● **Given entries**
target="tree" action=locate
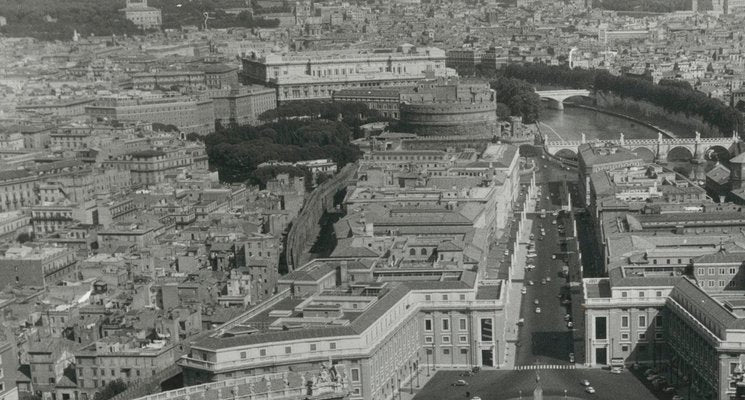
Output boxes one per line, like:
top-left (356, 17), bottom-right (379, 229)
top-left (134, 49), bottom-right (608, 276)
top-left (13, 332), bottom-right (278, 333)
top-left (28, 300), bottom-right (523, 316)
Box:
top-left (497, 103), bottom-right (511, 120)
top-left (93, 379), bottom-right (127, 400)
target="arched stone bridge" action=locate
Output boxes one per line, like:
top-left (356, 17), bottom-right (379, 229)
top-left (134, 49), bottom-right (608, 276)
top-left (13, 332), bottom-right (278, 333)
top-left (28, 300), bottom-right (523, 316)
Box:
top-left (544, 133), bottom-right (740, 163)
top-left (536, 89), bottom-right (590, 110)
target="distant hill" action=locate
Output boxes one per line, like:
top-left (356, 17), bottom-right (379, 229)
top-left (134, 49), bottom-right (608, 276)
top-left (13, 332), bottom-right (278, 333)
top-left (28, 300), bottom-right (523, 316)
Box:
top-left (592, 0), bottom-right (692, 13)
top-left (0, 0), bottom-right (281, 40)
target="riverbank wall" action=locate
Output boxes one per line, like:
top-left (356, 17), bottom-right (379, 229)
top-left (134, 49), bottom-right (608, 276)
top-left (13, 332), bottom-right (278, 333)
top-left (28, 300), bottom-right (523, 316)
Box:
top-left (592, 91), bottom-right (722, 137)
top-left (285, 163), bottom-right (357, 272)
top-left (565, 103), bottom-right (678, 139)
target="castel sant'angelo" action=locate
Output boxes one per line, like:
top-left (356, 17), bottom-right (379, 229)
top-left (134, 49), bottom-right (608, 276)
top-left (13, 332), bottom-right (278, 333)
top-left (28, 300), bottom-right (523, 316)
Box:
top-left (399, 78), bottom-right (499, 136)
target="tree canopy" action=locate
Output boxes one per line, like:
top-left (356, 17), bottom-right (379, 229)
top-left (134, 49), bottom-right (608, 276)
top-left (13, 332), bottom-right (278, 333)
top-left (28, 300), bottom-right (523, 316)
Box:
top-left (205, 119), bottom-right (361, 184)
top-left (497, 64), bottom-right (743, 135)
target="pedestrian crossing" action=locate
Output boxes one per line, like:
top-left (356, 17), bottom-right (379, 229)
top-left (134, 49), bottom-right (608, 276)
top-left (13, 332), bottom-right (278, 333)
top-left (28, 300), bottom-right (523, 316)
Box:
top-left (515, 364), bottom-right (576, 371)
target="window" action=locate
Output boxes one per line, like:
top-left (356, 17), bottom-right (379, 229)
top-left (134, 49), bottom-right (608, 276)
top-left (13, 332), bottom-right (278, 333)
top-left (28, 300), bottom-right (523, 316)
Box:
top-left (595, 317), bottom-right (608, 339)
top-left (481, 318), bottom-right (494, 342)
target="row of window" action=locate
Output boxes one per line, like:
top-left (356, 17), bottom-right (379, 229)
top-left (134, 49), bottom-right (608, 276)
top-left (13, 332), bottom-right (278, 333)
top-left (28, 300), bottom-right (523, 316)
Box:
top-left (240, 342), bottom-right (336, 360)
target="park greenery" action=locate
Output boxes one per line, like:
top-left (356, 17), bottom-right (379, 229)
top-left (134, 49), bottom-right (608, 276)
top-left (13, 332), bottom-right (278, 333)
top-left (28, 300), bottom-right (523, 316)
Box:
top-left (205, 101), bottom-right (377, 186)
top-left (490, 76), bottom-right (541, 124)
top-left (496, 64), bottom-right (743, 135)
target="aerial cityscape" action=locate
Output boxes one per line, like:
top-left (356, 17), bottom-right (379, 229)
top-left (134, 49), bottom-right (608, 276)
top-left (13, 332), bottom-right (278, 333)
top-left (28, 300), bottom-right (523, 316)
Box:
top-left (0, 0), bottom-right (745, 400)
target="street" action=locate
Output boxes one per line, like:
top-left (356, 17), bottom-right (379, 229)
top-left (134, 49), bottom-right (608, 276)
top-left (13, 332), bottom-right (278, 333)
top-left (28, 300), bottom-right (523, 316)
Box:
top-left (414, 369), bottom-right (656, 400)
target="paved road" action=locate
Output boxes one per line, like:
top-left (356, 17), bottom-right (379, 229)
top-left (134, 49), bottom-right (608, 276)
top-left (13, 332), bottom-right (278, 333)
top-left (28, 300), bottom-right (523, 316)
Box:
top-left (515, 155), bottom-right (579, 366)
top-left (414, 369), bottom-right (656, 400)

● **Requirement**
All of the records above must be copied exactly, except for the pictures.

● **Response**
target="tree" action=locate
Output boxes one per line, like:
top-left (356, 17), bottom-right (379, 229)
top-left (134, 49), bottom-right (608, 276)
top-left (13, 332), bottom-right (278, 333)
top-left (28, 300), bottom-right (523, 316)
Box:
top-left (497, 103), bottom-right (511, 120)
top-left (93, 379), bottom-right (127, 400)
target="arched stone bridge" action=locate
Output boxes one per line, like:
top-left (356, 17), bottom-right (379, 229)
top-left (134, 49), bottom-right (608, 276)
top-left (13, 332), bottom-right (278, 333)
top-left (28, 300), bottom-right (523, 316)
Box:
top-left (544, 133), bottom-right (740, 163)
top-left (536, 89), bottom-right (590, 110)
target="distant hill" action=locate
Output boxes one per line, like:
top-left (356, 17), bottom-right (379, 229)
top-left (134, 49), bottom-right (608, 276)
top-left (13, 332), bottom-right (278, 333)
top-left (28, 300), bottom-right (523, 316)
Box:
top-left (592, 0), bottom-right (692, 13)
top-left (0, 0), bottom-right (281, 40)
target="riverbank wall" action=locate
Output boxes one per line, like:
top-left (356, 17), bottom-right (379, 229)
top-left (134, 49), bottom-right (608, 276)
top-left (13, 332), bottom-right (278, 333)
top-left (28, 300), bottom-right (523, 316)
Box:
top-left (592, 91), bottom-right (722, 137)
top-left (285, 163), bottom-right (357, 272)
top-left (565, 103), bottom-right (678, 139)
target="castel sant'angelo" action=locate
Output boxes one per line, like:
top-left (356, 17), bottom-right (379, 229)
top-left (134, 49), bottom-right (608, 276)
top-left (13, 332), bottom-right (278, 333)
top-left (28, 300), bottom-right (523, 316)
Box:
top-left (399, 78), bottom-right (499, 136)
target="tree canopy" action=locate
Output boxes one per line, like:
top-left (356, 17), bottom-right (379, 229)
top-left (134, 49), bottom-right (608, 276)
top-left (13, 332), bottom-right (278, 333)
top-left (28, 300), bottom-right (523, 316)
Box:
top-left (205, 119), bottom-right (361, 184)
top-left (497, 64), bottom-right (743, 135)
target="pedestrian crossing" action=locate
Output boxes one per line, like:
top-left (356, 17), bottom-right (379, 229)
top-left (134, 49), bottom-right (608, 276)
top-left (13, 332), bottom-right (278, 333)
top-left (28, 300), bottom-right (523, 316)
Box:
top-left (515, 364), bottom-right (576, 371)
target="window" action=locate
Output boxes one per line, like:
top-left (356, 17), bottom-right (379, 229)
top-left (134, 49), bottom-right (608, 276)
top-left (13, 332), bottom-right (278, 333)
top-left (28, 300), bottom-right (523, 316)
Box:
top-left (595, 317), bottom-right (608, 339)
top-left (481, 318), bottom-right (494, 342)
target="row of window" action=locate
Output boxes one per line, like:
top-left (356, 17), bottom-right (379, 229)
top-left (134, 49), bottom-right (608, 276)
top-left (13, 332), bottom-right (278, 333)
top-left (28, 300), bottom-right (523, 316)
Box:
top-left (240, 342), bottom-right (336, 360)
target="park greenery" action=locate
Output boxes one per line, like:
top-left (356, 17), bottom-right (379, 229)
top-left (134, 49), bottom-right (608, 276)
top-left (13, 332), bottom-right (278, 333)
top-left (28, 300), bottom-right (523, 316)
Box:
top-left (205, 101), bottom-right (377, 186)
top-left (490, 76), bottom-right (541, 124)
top-left (496, 64), bottom-right (743, 135)
target="aerial cityscape" action=locate
Output boxes one per line, like:
top-left (356, 17), bottom-right (379, 229)
top-left (134, 49), bottom-right (608, 276)
top-left (13, 332), bottom-right (278, 333)
top-left (28, 300), bottom-right (523, 316)
Box:
top-left (0, 0), bottom-right (745, 400)
target="street" action=locate
Output boxes one per line, like:
top-left (356, 17), bottom-right (379, 229)
top-left (134, 49), bottom-right (608, 276)
top-left (13, 332), bottom-right (278, 333)
top-left (28, 300), bottom-right (523, 316)
Box:
top-left (414, 369), bottom-right (656, 400)
target="paved road" action=locate
Output boxes one per line, like:
top-left (356, 17), bottom-right (379, 229)
top-left (134, 49), bottom-right (608, 276)
top-left (13, 332), bottom-right (278, 333)
top-left (28, 300), bottom-right (523, 316)
Box:
top-left (515, 155), bottom-right (579, 366)
top-left (414, 369), bottom-right (656, 400)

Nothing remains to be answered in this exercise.